▸ **Exercise materials**:
————

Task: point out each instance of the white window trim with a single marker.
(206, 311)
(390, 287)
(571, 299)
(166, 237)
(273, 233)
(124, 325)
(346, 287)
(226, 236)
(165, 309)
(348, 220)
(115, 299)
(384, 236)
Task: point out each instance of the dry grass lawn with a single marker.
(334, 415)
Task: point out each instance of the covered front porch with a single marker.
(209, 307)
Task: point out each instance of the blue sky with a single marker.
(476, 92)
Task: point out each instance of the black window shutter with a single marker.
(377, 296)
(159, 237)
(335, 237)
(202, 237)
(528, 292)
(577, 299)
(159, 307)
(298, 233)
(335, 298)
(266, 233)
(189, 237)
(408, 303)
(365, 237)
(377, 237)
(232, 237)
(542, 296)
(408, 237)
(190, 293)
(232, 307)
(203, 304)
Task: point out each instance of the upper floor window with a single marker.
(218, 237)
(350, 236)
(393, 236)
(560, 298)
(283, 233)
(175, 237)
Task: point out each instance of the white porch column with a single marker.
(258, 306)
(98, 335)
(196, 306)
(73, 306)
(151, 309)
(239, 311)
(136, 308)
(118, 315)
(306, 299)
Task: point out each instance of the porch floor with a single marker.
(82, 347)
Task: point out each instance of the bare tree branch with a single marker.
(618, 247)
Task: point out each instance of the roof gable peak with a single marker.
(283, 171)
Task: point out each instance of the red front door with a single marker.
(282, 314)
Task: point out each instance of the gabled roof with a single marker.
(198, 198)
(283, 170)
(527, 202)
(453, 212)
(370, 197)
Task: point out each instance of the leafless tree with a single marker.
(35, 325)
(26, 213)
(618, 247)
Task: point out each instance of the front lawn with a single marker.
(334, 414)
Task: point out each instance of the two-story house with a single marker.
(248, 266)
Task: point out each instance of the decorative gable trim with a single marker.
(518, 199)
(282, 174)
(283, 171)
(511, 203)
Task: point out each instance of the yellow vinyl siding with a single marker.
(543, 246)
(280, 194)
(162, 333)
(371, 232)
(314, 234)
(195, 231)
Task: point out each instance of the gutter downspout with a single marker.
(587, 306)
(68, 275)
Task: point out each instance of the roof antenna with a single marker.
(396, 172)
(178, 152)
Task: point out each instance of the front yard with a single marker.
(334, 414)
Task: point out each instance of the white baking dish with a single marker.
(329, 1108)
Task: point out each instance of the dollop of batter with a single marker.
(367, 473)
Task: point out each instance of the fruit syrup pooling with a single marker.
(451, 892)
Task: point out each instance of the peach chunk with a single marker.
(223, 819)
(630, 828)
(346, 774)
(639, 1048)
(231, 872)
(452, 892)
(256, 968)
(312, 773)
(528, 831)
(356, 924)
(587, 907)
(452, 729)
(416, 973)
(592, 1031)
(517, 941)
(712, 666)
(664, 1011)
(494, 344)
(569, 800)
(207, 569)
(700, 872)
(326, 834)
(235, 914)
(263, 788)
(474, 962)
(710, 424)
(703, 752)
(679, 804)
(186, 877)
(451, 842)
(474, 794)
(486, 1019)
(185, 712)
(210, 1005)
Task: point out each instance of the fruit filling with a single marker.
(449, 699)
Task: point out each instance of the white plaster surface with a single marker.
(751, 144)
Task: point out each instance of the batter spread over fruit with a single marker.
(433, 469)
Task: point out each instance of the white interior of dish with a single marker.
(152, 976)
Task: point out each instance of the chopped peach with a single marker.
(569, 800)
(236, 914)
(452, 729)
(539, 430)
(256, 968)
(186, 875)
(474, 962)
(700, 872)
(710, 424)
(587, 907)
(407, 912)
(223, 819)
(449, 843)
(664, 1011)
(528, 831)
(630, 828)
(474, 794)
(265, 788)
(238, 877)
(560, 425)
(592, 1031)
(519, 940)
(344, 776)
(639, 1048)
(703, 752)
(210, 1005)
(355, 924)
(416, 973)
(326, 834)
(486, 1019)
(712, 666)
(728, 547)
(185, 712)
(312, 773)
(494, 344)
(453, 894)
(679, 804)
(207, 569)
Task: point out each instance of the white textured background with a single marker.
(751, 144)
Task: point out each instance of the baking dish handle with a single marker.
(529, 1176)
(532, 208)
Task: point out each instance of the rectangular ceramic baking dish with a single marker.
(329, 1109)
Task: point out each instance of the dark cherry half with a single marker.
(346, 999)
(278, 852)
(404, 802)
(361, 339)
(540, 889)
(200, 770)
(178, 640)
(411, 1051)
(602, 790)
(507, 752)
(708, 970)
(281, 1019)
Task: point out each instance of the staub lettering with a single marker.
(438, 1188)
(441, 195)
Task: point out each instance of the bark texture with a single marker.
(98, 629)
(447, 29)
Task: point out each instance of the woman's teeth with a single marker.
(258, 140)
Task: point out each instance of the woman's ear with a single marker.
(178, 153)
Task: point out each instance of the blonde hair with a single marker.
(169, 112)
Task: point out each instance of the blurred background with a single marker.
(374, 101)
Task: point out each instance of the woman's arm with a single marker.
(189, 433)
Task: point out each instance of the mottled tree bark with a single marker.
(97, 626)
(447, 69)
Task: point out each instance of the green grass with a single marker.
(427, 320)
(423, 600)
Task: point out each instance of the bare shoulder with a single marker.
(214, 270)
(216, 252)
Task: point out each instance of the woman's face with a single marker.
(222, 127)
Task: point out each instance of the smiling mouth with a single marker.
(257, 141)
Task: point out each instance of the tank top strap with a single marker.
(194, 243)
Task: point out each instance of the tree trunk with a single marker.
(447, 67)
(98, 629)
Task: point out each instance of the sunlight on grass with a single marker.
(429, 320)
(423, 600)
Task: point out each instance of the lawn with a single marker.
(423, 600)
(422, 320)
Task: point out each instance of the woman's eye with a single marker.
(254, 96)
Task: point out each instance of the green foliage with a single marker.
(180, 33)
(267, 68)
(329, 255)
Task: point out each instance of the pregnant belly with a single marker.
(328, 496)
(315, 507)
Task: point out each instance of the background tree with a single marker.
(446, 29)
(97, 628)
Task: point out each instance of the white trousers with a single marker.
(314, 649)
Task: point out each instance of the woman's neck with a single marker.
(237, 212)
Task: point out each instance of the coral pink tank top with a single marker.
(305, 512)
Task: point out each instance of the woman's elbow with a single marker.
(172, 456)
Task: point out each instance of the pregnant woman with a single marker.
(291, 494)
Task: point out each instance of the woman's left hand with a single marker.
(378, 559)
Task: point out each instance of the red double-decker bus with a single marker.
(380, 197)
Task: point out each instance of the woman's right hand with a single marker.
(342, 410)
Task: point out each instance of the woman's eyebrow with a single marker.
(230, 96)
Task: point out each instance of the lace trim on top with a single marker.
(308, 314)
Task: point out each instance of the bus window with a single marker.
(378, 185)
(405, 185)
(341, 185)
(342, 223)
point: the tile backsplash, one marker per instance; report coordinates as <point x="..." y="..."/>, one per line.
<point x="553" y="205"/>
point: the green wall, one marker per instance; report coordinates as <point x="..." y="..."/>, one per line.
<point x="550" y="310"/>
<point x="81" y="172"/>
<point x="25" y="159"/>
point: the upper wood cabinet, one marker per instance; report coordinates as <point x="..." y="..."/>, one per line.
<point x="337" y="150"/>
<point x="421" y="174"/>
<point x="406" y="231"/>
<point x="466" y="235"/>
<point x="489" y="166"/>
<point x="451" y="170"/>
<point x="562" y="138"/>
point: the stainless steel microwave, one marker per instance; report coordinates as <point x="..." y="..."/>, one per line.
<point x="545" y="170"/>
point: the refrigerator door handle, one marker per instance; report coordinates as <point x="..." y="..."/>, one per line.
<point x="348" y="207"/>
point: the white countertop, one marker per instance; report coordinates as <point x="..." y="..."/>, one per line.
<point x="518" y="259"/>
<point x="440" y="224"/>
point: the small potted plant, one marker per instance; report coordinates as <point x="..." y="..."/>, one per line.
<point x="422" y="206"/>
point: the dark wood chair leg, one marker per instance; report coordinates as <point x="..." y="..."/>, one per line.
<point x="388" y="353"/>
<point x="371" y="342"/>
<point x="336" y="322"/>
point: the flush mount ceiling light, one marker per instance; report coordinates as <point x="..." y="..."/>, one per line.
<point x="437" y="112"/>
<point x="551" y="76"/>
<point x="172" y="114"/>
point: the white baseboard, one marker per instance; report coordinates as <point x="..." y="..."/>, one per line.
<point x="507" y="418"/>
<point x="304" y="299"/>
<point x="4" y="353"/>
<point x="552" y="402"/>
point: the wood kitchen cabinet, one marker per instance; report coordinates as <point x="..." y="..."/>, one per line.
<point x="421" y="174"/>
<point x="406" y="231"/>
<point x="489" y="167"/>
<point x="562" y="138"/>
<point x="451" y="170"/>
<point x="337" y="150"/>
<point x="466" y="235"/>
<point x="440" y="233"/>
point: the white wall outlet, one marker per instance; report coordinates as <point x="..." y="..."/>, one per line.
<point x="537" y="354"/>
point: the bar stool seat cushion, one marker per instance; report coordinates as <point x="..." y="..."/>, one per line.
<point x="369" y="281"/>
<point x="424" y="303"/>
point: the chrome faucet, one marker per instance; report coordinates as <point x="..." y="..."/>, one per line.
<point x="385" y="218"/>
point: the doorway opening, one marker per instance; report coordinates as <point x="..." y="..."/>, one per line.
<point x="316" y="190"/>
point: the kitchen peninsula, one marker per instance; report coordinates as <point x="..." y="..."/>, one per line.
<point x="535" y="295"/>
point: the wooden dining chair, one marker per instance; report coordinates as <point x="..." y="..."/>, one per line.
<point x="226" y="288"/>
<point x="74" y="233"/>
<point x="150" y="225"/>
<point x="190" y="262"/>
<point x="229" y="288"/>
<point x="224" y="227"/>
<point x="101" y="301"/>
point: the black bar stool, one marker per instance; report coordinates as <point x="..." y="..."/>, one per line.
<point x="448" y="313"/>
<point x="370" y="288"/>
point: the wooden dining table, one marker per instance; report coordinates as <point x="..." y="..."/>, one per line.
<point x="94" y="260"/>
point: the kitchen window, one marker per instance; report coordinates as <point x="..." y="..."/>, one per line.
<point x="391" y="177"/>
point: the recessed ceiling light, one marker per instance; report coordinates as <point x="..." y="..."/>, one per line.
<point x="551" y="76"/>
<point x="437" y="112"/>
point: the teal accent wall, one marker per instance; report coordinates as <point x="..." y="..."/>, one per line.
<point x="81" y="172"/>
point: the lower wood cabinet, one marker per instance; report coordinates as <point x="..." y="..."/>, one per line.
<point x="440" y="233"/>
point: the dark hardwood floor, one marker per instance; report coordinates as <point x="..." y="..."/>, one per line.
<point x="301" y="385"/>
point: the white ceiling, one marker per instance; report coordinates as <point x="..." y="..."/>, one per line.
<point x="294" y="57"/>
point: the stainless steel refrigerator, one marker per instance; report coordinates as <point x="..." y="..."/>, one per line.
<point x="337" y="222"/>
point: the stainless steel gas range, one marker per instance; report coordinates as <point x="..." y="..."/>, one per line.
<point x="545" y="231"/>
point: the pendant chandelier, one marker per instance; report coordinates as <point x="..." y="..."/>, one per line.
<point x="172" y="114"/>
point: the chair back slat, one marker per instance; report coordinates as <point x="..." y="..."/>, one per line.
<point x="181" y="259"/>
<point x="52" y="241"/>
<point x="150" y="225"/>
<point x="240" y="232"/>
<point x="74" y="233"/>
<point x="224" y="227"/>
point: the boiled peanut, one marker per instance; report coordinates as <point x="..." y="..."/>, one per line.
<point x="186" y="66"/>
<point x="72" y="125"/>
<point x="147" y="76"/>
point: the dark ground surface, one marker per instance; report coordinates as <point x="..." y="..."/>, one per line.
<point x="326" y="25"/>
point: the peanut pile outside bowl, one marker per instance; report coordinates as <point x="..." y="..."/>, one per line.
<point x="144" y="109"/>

————

▸ **What the exercise asks**:
Copy, exactly and with nothing added, the lines from the one containing "point: the pendant" through the end of the records.

▸ **Your response**:
point: the pendant chandelier, one marker per instance; report coordinates as <point x="..." y="..."/>, one per line.
<point x="172" y="114"/>
point: the chair back slat, one marker per instance; report coordinates as <point x="..." y="..."/>, one per line.
<point x="181" y="259"/>
<point x="52" y="241"/>
<point x="150" y="225"/>
<point x="240" y="232"/>
<point x="74" y="233"/>
<point x="224" y="227"/>
point: the boiled peanut, one marker per instance; report coordinates as <point x="..." y="..."/>, one per line.
<point x="186" y="66"/>
<point x="72" y="125"/>
<point x="147" y="76"/>
point: the dark ground surface, one marker per instance; report coordinates as <point x="..." y="..."/>, one per line.
<point x="326" y="25"/>
point: the peanut pile outside bowl, one marker per instance; report coordinates as <point x="..." y="..."/>, one per line.
<point x="144" y="109"/>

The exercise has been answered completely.